DATA SECTION >>
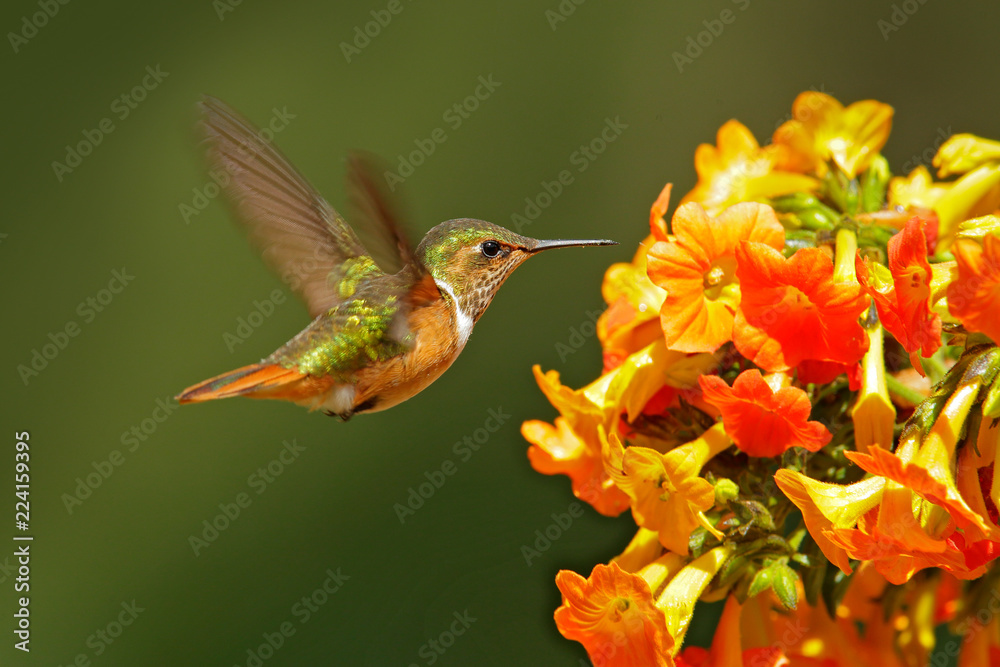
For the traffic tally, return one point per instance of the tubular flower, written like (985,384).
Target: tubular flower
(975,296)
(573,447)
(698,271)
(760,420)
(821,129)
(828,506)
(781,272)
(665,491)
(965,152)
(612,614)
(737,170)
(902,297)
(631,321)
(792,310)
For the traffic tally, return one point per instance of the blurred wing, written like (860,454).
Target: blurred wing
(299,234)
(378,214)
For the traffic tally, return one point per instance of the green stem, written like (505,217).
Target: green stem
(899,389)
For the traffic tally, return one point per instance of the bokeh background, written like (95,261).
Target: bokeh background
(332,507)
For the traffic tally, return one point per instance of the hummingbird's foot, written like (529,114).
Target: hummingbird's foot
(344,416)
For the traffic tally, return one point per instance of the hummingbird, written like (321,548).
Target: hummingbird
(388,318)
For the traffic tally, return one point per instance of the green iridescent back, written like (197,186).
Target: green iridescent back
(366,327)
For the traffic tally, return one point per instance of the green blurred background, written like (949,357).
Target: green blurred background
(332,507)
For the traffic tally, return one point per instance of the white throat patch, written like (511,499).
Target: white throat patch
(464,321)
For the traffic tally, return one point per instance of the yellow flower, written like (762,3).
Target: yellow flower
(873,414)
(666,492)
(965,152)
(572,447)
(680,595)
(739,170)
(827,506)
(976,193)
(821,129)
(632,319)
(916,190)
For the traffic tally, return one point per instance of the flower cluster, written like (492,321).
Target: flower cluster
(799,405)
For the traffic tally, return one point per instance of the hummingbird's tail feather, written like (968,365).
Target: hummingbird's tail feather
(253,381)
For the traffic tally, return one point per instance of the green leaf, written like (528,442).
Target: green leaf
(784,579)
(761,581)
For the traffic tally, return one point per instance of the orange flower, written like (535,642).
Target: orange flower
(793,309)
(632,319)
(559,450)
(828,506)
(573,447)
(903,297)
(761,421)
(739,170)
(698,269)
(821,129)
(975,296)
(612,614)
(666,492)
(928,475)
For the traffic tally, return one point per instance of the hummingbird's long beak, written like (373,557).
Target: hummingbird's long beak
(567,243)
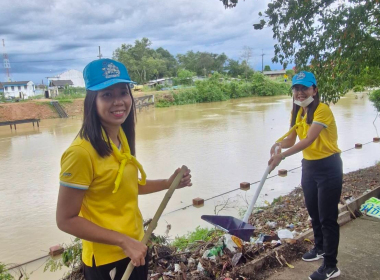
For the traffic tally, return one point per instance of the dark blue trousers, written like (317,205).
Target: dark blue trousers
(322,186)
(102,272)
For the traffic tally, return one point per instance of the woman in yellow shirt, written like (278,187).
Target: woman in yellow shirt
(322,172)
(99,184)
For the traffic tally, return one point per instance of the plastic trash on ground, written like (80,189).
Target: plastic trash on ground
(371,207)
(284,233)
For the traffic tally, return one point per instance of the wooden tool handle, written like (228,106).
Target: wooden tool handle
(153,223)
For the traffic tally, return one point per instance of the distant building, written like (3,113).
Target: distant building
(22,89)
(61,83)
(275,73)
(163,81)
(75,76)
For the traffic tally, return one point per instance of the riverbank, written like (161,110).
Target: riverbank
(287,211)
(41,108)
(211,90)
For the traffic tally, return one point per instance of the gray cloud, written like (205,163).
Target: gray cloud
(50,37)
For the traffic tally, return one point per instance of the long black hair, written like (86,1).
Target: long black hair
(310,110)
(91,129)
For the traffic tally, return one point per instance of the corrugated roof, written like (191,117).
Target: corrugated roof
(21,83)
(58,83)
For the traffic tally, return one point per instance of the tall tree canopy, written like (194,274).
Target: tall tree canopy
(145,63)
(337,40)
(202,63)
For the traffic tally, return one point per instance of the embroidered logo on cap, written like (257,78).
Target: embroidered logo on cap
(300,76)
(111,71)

GOAL >> Please retype all of the material above line for line, with every word, number, and mark unchanged. Leave the pictures out of your copy.

RESULT >>
For the traffic tally, return one point per instance of the tubular flower, written like (985,384).
Target: tubular flower
(975,296)
(573,447)
(698,271)
(760,420)
(821,129)
(828,506)
(781,272)
(665,491)
(965,152)
(612,614)
(737,170)
(902,297)
(631,321)
(792,310)
For the traffic tally, return one point per instance of the blurred wing, written like (860,454).
Target: blurred wing
(299,234)
(378,214)
For the traffic tally, return one point per instance of the green stem, written like (505,217).
Target: green stem
(899,389)
For the traffic tally, return one point per instance of the bokeh background, written like (95,261).
Target: bokeh background
(332,507)
For the traffic tally, return one point per instance of the hummingbird's foot, written like (529,114).
Target: hummingbird's foot
(344,416)
For the traffic tally, return one point per instance of the hummingbird, written like (321,548).
Target: hummingbird
(388,318)
For the traffic tally, return one point per instance of the green iridescent back, written like (197,186).
Target: green iridescent back
(366,327)
For the traffic tally, return one point per instance of the green blurred background, written like (949,357).
Target: green blurred background
(332,507)
For the traffic tally, return one point per instance of the white throat patch, written like (511,499).
Target: white throat patch
(464,321)
For the traffic tally, return one point per instance of the yellow flower, written like (762,3).
Target: yellow flower
(873,414)
(666,492)
(965,152)
(572,447)
(680,595)
(739,170)
(827,506)
(976,193)
(821,129)
(632,319)
(916,190)
For the traffic tally, return one point per instance of the flower cluster, written like (492,321).
Target: flower cluster
(799,405)
For the traffic tally, return one point per instance of the hummingbird's tail feather, written like (968,365).
Target: hummingbird's tail feather
(253,381)
For the traffic tally, return one point per instance of the green leaf, written like (528,442).
Target: green leaf
(784,579)
(761,581)
For the traffic tally, return one point per instance of the orange flower, written like (535,642).
Target: orange flower
(793,309)
(632,319)
(559,450)
(828,506)
(573,447)
(903,297)
(761,421)
(739,170)
(698,269)
(821,129)
(975,296)
(612,614)
(666,492)
(928,475)
For the traffic tally, return one point per instance of the hummingbird's long beak, written like (373,557).
Target: hummingbird's long beak
(567,243)
For the traffic tally, return one point per instance of the dark blue trousers, written like (317,205).
Target: dark blue trousers
(322,186)
(102,272)
For the traffic tally, return one point per instance of the woman in yellow shirt, written like (278,187).
Target: woman in yellow shirt
(322,172)
(99,184)
For the traffic tally, return one point per instance of the plastic trash on ground, written like (80,189).
Target: plastic trash on ground
(371,207)
(284,233)
For the traffic tally, return one point per instance of the wooden tool handle, written like (228,106).
Target: wooden tool handle
(153,223)
For the traffic tally, return one point per instance of the distant building, written like (3,113).
Target: distant building
(22,89)
(61,83)
(275,73)
(163,81)
(75,76)
For the traffic tally, return one point per instance of the riverbank, written like (161,110).
Target: riverbank
(287,211)
(41,108)
(211,90)
For the traffic tally, return one point per instance of the gray cloud, written like (205,163).
Target: gray cloud
(50,37)
For the traffic tally, return one point per instance of the long black hair, written like (86,1).
Target: long black hair
(310,110)
(91,129)
For the traffic tally, return one point per instance of the corrugated roof, written like (191,117).
Target: corrugated roof
(21,83)
(58,83)
For the traffic tally, return one point per instance of the tall tree canopy, written like (194,274).
Target: tall tree canopy
(145,63)
(337,40)
(202,63)
For the traffic tally, return one point per instance of the embroidered logo on cap, written like (257,78).
Target: embroidered logo on cap
(300,76)
(111,71)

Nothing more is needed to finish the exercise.